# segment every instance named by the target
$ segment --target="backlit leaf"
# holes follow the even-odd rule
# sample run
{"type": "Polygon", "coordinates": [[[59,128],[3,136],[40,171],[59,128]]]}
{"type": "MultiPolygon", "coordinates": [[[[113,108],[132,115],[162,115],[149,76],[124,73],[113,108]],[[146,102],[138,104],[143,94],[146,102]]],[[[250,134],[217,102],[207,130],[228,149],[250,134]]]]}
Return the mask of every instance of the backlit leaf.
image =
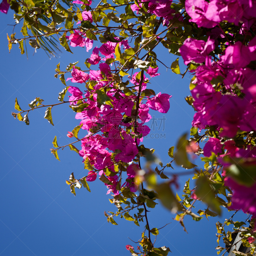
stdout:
◇ ◇ ◇ ◇
[Exercise prompt] Rewrite the listing above as a Markdown table with two columns, Row and Line, giving each non-blank line its own numbered row. Leave the pictures out of the table.

[Answer below]
| Row | Line |
|---|---|
| 1 | # segment every instance named by the target |
| 2 | $ segment --target="backlit leaf" |
| 3 | # holes follow the even-odd rule |
| 4 | # sample run |
| 5 | {"type": "Polygon", "coordinates": [[[59,128],[3,136],[40,171],[59,128]]]} |
| 6 | {"type": "MultiPolygon", "coordinates": [[[[113,108],[132,115],[162,115],[149,76],[124,73],[113,108]],[[146,102],[138,104],[143,94],[146,102]]],[[[250,134],[217,102],[207,130],[228,149],[250,134]]]]} |
| 7 | Return the mask of every instance of the backlit leaf. |
| 8 | image = |
| 9 | stdout: |